» **Stored data**
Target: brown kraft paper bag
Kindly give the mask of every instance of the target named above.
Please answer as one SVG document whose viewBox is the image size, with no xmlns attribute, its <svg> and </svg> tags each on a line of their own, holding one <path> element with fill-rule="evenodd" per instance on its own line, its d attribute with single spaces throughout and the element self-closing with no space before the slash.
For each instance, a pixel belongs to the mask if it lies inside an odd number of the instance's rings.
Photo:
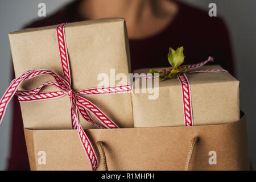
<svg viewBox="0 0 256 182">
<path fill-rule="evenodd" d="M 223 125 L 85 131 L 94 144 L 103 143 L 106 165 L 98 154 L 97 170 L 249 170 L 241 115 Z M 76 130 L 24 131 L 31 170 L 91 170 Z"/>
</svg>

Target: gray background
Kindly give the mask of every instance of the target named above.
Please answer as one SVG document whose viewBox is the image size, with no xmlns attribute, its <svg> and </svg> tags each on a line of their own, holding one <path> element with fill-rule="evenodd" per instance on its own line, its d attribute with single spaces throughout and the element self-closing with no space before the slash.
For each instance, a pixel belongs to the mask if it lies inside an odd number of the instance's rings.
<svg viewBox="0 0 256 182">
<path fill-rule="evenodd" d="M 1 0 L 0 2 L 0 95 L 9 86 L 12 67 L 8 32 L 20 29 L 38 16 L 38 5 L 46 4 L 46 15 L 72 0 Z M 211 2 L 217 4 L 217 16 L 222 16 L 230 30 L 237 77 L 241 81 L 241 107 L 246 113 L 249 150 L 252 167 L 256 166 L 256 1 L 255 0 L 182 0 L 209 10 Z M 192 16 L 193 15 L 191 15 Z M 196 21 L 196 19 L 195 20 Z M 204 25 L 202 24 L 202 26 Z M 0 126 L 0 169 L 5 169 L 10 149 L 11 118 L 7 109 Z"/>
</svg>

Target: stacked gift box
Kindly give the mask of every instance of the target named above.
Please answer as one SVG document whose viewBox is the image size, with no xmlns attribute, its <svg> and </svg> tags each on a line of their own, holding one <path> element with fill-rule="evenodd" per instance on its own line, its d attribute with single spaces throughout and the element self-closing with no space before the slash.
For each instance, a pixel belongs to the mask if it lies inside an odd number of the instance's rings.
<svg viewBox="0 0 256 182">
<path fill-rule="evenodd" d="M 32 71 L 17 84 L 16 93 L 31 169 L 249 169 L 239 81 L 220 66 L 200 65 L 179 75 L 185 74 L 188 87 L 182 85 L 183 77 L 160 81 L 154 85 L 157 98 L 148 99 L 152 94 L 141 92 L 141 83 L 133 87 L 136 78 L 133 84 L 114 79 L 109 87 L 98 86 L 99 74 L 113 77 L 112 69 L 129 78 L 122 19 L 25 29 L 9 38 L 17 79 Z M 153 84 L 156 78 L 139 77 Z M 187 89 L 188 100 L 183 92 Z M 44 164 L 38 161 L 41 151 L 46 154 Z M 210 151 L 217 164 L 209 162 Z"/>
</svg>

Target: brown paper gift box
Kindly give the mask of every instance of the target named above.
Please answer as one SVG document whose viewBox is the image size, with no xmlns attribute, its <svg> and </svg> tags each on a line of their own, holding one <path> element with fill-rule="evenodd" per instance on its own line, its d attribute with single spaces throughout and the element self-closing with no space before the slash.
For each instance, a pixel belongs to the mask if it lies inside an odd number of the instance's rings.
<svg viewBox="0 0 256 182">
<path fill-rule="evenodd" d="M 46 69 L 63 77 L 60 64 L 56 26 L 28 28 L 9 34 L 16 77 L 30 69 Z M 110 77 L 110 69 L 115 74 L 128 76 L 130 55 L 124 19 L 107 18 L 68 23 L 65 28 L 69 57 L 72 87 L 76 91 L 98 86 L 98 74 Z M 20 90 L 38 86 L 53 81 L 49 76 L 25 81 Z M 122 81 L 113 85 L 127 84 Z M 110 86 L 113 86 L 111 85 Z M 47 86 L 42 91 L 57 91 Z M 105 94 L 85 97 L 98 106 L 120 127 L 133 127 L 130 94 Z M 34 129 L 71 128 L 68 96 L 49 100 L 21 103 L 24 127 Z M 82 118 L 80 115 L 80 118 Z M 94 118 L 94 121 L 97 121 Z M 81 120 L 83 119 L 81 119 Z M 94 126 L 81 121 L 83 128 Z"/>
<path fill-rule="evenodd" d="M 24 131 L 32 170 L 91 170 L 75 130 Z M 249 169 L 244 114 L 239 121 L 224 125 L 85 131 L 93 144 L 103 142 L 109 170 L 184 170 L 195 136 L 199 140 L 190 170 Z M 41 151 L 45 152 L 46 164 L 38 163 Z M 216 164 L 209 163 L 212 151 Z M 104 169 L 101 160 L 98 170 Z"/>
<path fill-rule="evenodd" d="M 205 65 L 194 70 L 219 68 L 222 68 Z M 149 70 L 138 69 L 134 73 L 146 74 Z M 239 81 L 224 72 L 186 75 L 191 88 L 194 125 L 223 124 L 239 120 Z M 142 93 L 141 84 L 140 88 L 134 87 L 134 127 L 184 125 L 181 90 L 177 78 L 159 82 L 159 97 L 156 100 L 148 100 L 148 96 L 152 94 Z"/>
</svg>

» **Directions**
Please write out all of the records above word for word, leaving out the pictures.

» **Written reply**
Target: brown kraft paper bag
Kindly give the mask of every instance of the target named above.
Please answer as one SVG document whose viewBox is the image size, with no xmlns attribute, its <svg> and </svg> tags each on a line of their own, holding one <path> element with fill-rule="evenodd" per instance on its own line, its d attribute with single spaces throughout and the element self-closing with no space before the slash.
For each instance, a pixel belongs to the mask if it lies inside an odd number of the instance's rings.
Photo:
<svg viewBox="0 0 256 182">
<path fill-rule="evenodd" d="M 223 125 L 85 131 L 94 144 L 103 143 L 106 165 L 98 154 L 97 170 L 249 170 L 241 115 Z M 76 130 L 24 131 L 31 170 L 91 170 Z"/>
</svg>

Target: gray background
Kindly give the mask of every instance of the target named above.
Please answer as one SVG document whose viewBox is the image size, with no xmlns attribute, its <svg> and </svg> tags each on a line of their own, holding one <path> element with fill-rule="evenodd" per instance on its own line, its d attribute with single spaces throughout and the element self-closing with no space before the slash.
For each instance, a pixel belongs to the mask if it lies inside an odd number of the instance's rings.
<svg viewBox="0 0 256 182">
<path fill-rule="evenodd" d="M 1 0 L 0 2 L 0 95 L 9 86 L 12 67 L 8 32 L 20 29 L 38 16 L 38 5 L 46 4 L 46 15 L 72 0 Z M 211 2 L 217 4 L 217 16 L 222 16 L 230 30 L 237 77 L 241 81 L 241 107 L 246 113 L 249 150 L 252 167 L 256 166 L 256 1 L 255 0 L 182 0 L 209 10 Z M 192 16 L 193 15 L 191 15 Z M 196 21 L 196 19 L 195 20 Z M 204 25 L 202 24 L 202 26 Z M 0 126 L 0 169 L 5 169 L 10 149 L 11 118 L 7 109 Z"/>
</svg>

Target: stacked gift box
Kindly give the mask of every instance of the target named above.
Please answer as one SVG document whose viewBox is the image size, with no xmlns attribute, its <svg> and </svg> tags each on a line of their own, holding one <path> element with fill-rule="evenodd" per instance on its own line, its d attribute with single spaces throughout and the element self-closing with no space before the slash.
For each instance, a pixel belongs to the mask if it lies inside an odd number of the instance's rings.
<svg viewBox="0 0 256 182">
<path fill-rule="evenodd" d="M 32 71 L 17 84 L 16 93 L 31 169 L 249 169 L 239 81 L 220 66 L 200 65 L 179 75 L 185 74 L 188 87 L 182 85 L 183 77 L 160 81 L 154 85 L 157 98 L 148 99 L 152 94 L 141 92 L 141 83 L 133 87 L 136 78 L 133 84 L 114 79 L 109 87 L 98 86 L 99 74 L 113 77 L 112 69 L 129 78 L 122 19 L 25 29 L 9 38 L 17 79 Z M 153 84 L 156 78 L 139 77 Z M 187 89 L 188 100 L 183 92 Z M 44 164 L 38 161 L 41 151 L 46 154 Z M 210 151 L 217 164 L 209 162 Z"/>
</svg>

Target: brown paper gift box
Kindly give the mask of every instance of the target named above.
Please answer as one SVG document whose viewBox is the image size, with no xmlns attribute, its <svg> and </svg> tags each on a line of their own, holding one <path> element with fill-rule="evenodd" per instance on its own line, its d attribute with single spaces throughout and the element self-closing with no space before the slash.
For each instance, a pixel belongs to the mask if it lies inside an odd number of the instance's rings.
<svg viewBox="0 0 256 182">
<path fill-rule="evenodd" d="M 46 69 L 63 77 L 60 64 L 56 26 L 28 28 L 9 34 L 16 77 L 30 69 Z M 110 77 L 110 69 L 115 74 L 128 76 L 130 55 L 124 19 L 107 18 L 68 23 L 65 28 L 69 57 L 72 87 L 76 91 L 98 86 L 98 74 Z M 20 90 L 38 86 L 53 81 L 49 76 L 25 81 Z M 122 81 L 113 85 L 127 84 Z M 110 86 L 113 86 L 111 85 Z M 47 86 L 42 91 L 57 91 Z M 105 94 L 85 97 L 98 106 L 120 127 L 133 127 L 130 94 Z M 34 129 L 71 128 L 68 96 L 49 100 L 21 103 L 24 127 Z M 82 118 L 80 115 L 80 118 Z M 94 118 L 94 121 L 97 121 Z M 81 120 L 83 119 L 81 119 Z M 94 126 L 81 121 L 83 128 Z"/>
<path fill-rule="evenodd" d="M 24 131 L 32 170 L 91 170 L 75 130 Z M 249 169 L 244 114 L 239 121 L 224 125 L 85 131 L 93 144 L 103 142 L 109 170 L 184 170 L 195 136 L 199 140 L 190 170 Z M 41 151 L 45 152 L 46 164 L 38 163 Z M 216 164 L 209 163 L 212 151 Z M 104 169 L 101 160 L 98 170 Z"/>
<path fill-rule="evenodd" d="M 205 65 L 194 70 L 219 68 L 222 68 Z M 149 70 L 138 69 L 134 73 L 146 74 Z M 239 81 L 224 72 L 186 75 L 191 88 L 194 125 L 223 124 L 239 120 Z M 142 93 L 141 84 L 140 88 L 134 87 L 134 127 L 184 125 L 181 90 L 177 78 L 159 82 L 159 97 L 156 100 L 148 100 L 148 96 L 152 94 Z"/>
</svg>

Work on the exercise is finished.